Excerto fornecido:
____

Tomografia computorizada abdominopélvica a revelar ao nível do segmento hepático VII e parte do segmento VI uma área não nodular de hipodensidade relativa nas fases arterial e venosa com cerca de 8,5 cm x 7 cm sem condicionar efeito de massa. A: corte transversal. B: corte coronal.
Figura II

Colangioressonância a mostrar áreas mal definidas com hipersinal em T2 e restrição em difusão nos segmentos VII e VI a maior medindo 3 cm com hipersinal mais intenso centralmente e sinal intermédio à periferia que poderiam corresponder a abcessos hepáticos em fase de liquefação.
Figura III

Tomografia computorizada abdominopélvica de controlo a mostrar áreas de hipodensidade no segmento VI com redução volumétrica significativa. A: corte transversal. B: corte coronal.

____

Tarefas a realizar:
(a) Como se traduz para inglês a frase do excerto «Tomografia computorizada abdominopélvica de controlo a mostrar áreas de hipodensidade no segmento VI com redução volumétrica significativa.»?
(b) Cite do excerto tudo o que vai de "Tomografia computorizada abdominopélvica a" até "massa. A: corte transversal. B: corte coronal.".
Os dados que se seguem não são necessários.

Dados armazenados:
____

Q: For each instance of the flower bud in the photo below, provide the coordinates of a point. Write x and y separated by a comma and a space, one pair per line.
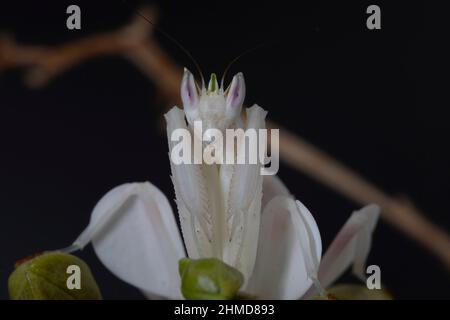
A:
209, 279
53, 276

____

Respostas por número:
(a) Follow-up abdominopelvic computed tomography showing areas of hypodensity in segment VI with significant volumetric reduction.

(b)
Tomografia computorizada abdominopélvica a revelar ao nível do segmento hepático VII e parte do segmento VI uma área não nodular de hipodensidade relativa nas fases arterial e venosa com cerca de 8,5 cm x 7 cm sem condicionar efeito de massa. A: corte transversal. B: corte coronal.